__Written task 1__
According to the article on Lebanon below, on what date did Hezbollah first fire rockets at Israel?

>> Start Given passage

William Christou
The Guardian / August 4, 2024
Assassinations have led to escalating fears of full-scale conflict, though some Lebanese say they are ‘ready for any confrontation with Israel’
At a high-end Beirut seaside resort, guests lathered themselves with sun cream and children splashed in the water as their parents watched from sunbeds. “Here in Lebanon, we like to live our lives,” said Emad, a 60-year-old retiree and Beirut resident, over the sound of techno music.
“There are always wars, every two to three years this happens, it’s nothing new. If you live in Lebanon, you get used to it,” Emad said with a shrug.
While sunbathers sipped cocktails poolside, embassy staff have quietly been making calls to the resort’s front desk, asking if its marina accommodates a very different kind of request – evacuations. The hotel’s harbour, currently used to dock wealthy Lebanese yachts, is being scoped out as one possible evacuation site in the case of a full-scale war in Lebanon, a staff member said.
Hezbollah first fired rockets at Israel on 8 October “in solidarity” with Hamas’s attack on Israel the day before – kicking off 10 months of tit-for-tat fighting, mainly along the Lebanon-Israel border.
But over the past week, fears that a full-scale war may break out have heightened, after the back-to-back assassinations of the top Hezbollah military commander Fuad Shukr in Beirut and Hamas’s political head, Ismail Haniyeh, in Tehran in the week after the killing of 12 children in a rocket strike on the town of Majd al-Shams in the Israeli-occupied Golan Heights.

>> End Given passage
>> Start Data records

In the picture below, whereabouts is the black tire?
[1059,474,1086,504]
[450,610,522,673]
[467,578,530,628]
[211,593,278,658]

>> End Data records
>> Start Data records

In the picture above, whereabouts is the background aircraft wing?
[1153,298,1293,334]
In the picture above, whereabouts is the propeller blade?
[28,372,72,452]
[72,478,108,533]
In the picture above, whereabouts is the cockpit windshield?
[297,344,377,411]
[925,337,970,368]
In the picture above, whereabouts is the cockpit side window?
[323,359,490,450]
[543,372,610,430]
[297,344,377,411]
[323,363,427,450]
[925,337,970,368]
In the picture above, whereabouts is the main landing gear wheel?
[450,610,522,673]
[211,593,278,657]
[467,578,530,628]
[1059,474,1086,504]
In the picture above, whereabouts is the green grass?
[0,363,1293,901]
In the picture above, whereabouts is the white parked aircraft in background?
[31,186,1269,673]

>> End Data records

__Written task 2__
Please duplicate the part of the entries that opens with the line containing "In the picture below, whereabouts" and closes with the line containing "[211,593,278,658]", including both of those lines.

__Result 1__
8 October

__Result 2__
In the picture below, whereabouts is the black tire?
[1059,474,1086,504]
[450,610,522,673]
[467,578,530,628]
[211,593,278,658]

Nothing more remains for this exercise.